# Task goal:
Locate the string "drawer" throughout the material and copy every line in which it occurs.

# Available records:
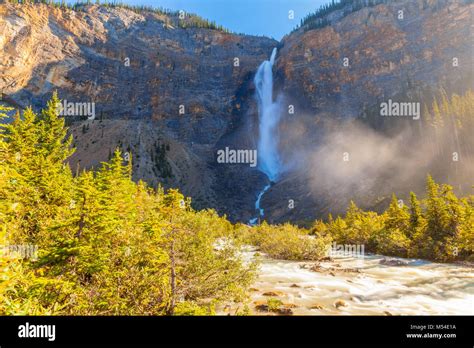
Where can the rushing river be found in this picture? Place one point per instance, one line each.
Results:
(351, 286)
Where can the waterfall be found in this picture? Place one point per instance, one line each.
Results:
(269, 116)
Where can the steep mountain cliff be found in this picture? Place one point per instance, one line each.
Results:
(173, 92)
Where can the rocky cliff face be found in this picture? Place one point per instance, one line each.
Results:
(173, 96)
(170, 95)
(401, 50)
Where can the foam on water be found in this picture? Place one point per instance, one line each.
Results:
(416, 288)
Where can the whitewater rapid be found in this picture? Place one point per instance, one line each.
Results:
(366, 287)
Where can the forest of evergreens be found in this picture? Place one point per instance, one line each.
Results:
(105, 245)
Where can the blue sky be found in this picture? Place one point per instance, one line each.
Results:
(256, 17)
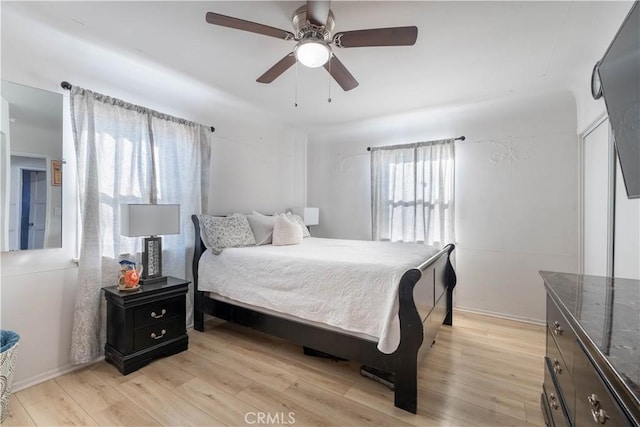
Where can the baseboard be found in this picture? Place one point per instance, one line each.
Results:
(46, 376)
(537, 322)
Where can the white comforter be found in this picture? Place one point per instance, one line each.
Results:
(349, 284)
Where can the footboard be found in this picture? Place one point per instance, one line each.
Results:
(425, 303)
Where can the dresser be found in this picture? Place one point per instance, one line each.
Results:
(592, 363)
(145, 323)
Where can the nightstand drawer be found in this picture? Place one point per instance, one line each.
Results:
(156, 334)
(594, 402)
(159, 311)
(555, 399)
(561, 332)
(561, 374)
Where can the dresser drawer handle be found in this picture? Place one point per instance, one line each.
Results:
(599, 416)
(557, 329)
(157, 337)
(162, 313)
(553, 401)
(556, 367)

# Solution to this exercise:
Where can the nightstand drawer be found in this picture? Place one point per instance, one line each.
Where can the dresser drawer handle be found in this picture? Place one point per instance, one line each.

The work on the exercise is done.